# Data extracted from a collection
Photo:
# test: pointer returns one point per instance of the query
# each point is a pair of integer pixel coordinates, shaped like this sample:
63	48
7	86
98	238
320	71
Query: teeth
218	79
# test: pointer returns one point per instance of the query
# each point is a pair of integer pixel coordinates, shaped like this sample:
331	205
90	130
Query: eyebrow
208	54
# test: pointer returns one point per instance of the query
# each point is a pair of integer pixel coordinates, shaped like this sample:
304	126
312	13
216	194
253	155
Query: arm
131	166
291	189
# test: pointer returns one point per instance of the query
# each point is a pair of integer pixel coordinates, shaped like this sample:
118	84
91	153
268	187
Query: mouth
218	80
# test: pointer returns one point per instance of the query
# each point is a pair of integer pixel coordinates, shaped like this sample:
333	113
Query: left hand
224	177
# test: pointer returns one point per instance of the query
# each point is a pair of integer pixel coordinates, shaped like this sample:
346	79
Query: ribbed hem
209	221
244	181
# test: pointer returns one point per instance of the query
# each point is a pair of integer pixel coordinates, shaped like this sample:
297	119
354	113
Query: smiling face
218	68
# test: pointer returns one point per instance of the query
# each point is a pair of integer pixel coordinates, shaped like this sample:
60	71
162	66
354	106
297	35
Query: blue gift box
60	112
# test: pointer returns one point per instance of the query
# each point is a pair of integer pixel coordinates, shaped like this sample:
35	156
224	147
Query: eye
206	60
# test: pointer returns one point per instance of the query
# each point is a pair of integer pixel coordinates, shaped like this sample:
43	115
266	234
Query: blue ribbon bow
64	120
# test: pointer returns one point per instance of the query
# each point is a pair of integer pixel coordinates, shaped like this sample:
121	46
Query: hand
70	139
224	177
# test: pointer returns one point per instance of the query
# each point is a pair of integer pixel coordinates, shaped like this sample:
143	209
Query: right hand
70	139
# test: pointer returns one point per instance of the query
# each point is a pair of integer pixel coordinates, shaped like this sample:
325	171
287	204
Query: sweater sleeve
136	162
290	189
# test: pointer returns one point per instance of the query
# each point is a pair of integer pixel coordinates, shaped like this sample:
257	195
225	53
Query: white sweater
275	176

# Directions for this task
Write out every entry again, exactly as it appears.

# Solution
Photo:
# test: pointer returns one point per instance of the query
# each point is a pair of integer pixel coordinates, shaped like this sample:
63	48
7	86
98	238
320	71
Query: teeth
218	79
# test: pointer returns one point per instance of the query
# each point is a pair of integer pixel coordinates, shaped like this sample:
331	205
90	130
Query: eyebrow
208	54
# test: pointer returns one point per instance of the query
# each point is a pair of integer pixel coordinates, shaped like this sample:
304	126
312	13
216	194
253	155
Query: arm
131	166
291	189
# test: pointer returns one point per instance of the query
# each point is a pair of integer pixel coordinates, shaped like this sample:
118	84
91	153
268	187
Query: mouth
218	80
# test: pointer returns one point per instance of the query
# each point is a pair of integer pixel coordinates, shaped like this sample:
333	113
Query: left hand
224	177
# test: pointer returns one point per instance of the query
# each point is a pair of integer pixel coordinates, shaped like this sample:
346	79
Query: ribbed hem
209	221
244	181
# test: pointer returns one point per instance of the query
# each point is a pair of integer pixel coordinates, shaped like this sample:
297	119
354	113
Query: smiling face
218	68
# test: pointer returns one point per instance of the query
# each point is a pair of integer pixel coordinates, shaped like this sample:
60	71
162	66
354	106
297	35
Query: blue gift box
60	112
# test: pointer returns one point per instance of the query
# each point is a pair of integer pixel coordinates, shaped like this sample:
35	156
224	147
Query: eye
206	60
# test: pointer returns one point per instance of the query
# each point is a pair of integer pixel coordinates, shaped like this sample:
43	115
266	234
Query: blue ribbon bow
64	120
# test: pointer returns one point per instance of the query
# each point is a pair of integer pixel coordinates, shaped like this sample:
121	46
Query: hand
70	139
224	177
# test: pointer returns one point per instance of the query
# each point is a pair of integer pixel coordinates, shaped like this sample:
143	209
Query: right hand
70	139
# test: pointer returns one point per instance of the query
# each point is a pair of integer pixel coordinates, shaped like this sample:
325	171
287	204
Query: sweater sleeve
136	162
290	189
# test: pointer returns one point per instance of the query
# each point is a pair of integer pixel coordinates, shaped like this sample:
257	195
225	53
Query: white sweater
275	176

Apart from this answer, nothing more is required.